REQUIRED WORK:
Repeat word for word the part of the dog show thread that runs from "Hi, would newark" to "(Jun 10, 2009)".

PAGE EXCERPT:
#####
# any dog shows in the north east



## DKDREAM (Sep 15, 2008)

as the title says really as id like to go and visit one one day.


----------



## hobo99 (Aug 18, 2008)

Hi, would newark , notts be any good, there is a show there on the 4&5 july, sounds interesting, lots of different stuff going on. suz


----------



## smiithy1 (Jun 10, 2009)

theres a charity dog walk and comp on tomorra at reg 9am the dogwalk at 10 the comp at 12 at south shields


----------



## DKDREAM (Sep 15, 2008)

sounds good. hope it all goes well


----------



## pommum (Jun 16, 2008)

How far north east do you want as you have Border Union show at Kelso coming up soonish, you can find out more about it at Higham Press Ltd - Championship Dog Show Results and Information

take care

Sarah


----------



## mollyismyworld (May 2, 2009)

The Honley Show, Farnley Moor, Thurstonland Road, Farnley Tyas, Huddersfield, West Yorkshire

is tomorrow.


----------



## clueless (May 26, 2008)

Leeds Champ Show in July
Leeds Championship Dog Show 2009


----------



## Vixie (Nov 17, 2007)

hi DK I have moved your thread to the dog show section as you should get even more replies here


----------



## DKDREAM (Sep 15, 2008)

Thanks Vixie i didnt realise there was a dog show section..... lol


----------



## Vixie (Nov 17, 2007)

DKDREAM said:


> Thanks Vixie i didnt realise there was a dog show section..... lol


haha thats OK its surprising whats hiding here isnt it


----------



## DKDREAM (Sep 15, 2008)

sure is lol


----------
#####
SUPPLIED MATERIAL:
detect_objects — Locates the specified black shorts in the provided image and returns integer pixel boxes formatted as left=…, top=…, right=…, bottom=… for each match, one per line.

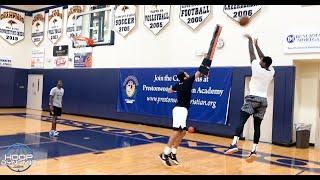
#####
OUTPUT FOR THIS TASK:
Hi, would newark , notts be any good, there is a show there on the 4&5 july, sounds interesting, lots of different stuff going on. suz


----------



## smiithy1 (Jun 10, 2009)